Document excerpt:
#####

Presenter: Graham Hartke, Psy.D.
View the webinar’s corresponding slide presentation here
Dr. Hartke spoke of strategies to increase students self motivation to succeed in school. He spoke of ways to better organize oneself and reduce procrastination on projects.
Dr. G. Hartke says:November 13, 2014 at 10:33 am
My son in high school is very motivated and is doing well, planning for college. His younger brother seems much less so. What can I do to foster more motivation and direction with him without making him feel like he’s being negatively compared to his older sib. Even if I don’t make that comparison with him.
Thanks for sharing. In this situation it is important to focus a little more on what motivates your younger child. Identify what his strengths and interests are and see if there is a way you can foster his growth in these areas. It could really be helpful to have open and honest conversations with your child about his interests and your expectations.
Dr. G. Hartke says:November 13, 2014 at 10:34 am
Do you see fatigue tied to motivation?
Fatigue can certainly have a negative impact on motivation. If your unmotivated child or teen is experiencing fatigue on a regular basis it is important to identify and address causes of fatigue. This typically involves a trip to the pediatrician or other physician, improving sleep habits, and/or assessing mood-stress levels.

#####

Source material:

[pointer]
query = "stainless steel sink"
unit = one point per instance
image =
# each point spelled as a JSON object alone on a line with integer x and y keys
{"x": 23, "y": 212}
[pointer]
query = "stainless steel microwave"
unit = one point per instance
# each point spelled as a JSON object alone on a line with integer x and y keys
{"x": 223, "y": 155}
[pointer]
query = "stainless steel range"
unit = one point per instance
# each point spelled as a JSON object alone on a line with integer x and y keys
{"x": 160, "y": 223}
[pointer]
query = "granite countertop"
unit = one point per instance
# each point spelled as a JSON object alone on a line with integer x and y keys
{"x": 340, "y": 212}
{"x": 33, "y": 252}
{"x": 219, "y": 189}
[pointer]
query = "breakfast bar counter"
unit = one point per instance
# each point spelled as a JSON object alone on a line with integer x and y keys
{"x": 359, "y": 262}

#####

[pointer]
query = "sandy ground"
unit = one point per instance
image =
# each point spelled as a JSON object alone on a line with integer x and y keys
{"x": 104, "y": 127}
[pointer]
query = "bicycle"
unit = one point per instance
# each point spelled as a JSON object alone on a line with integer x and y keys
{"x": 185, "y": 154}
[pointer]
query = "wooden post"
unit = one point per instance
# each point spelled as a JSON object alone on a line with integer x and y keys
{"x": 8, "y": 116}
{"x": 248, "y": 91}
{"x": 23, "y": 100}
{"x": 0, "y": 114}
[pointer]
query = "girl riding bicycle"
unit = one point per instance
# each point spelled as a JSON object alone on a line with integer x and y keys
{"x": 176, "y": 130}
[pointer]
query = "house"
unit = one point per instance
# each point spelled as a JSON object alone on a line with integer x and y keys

#####

Description of the task: Print the passage of the student motivation webinar page from "View the webinar’s" up to and including "comparison with him.", word for word.

Exercise solution:
View the webinar’s corresponding slide presentation here
Dr. Hartke spoke of strategies to increase students self motivation to succeed in school. He spoke of ways to better organize oneself and reduce procrastination on projects.
Dr. G. Hartke says:November 13, 2014 at 10:33 am
My son in high school is very motivated and is doing well, planning for college. His younger brother seems much less so. What can I do to foster more motivation and direction with him without making him feel like he’s being negatively compared to his older sib. Even if I don’t make that comparison with him.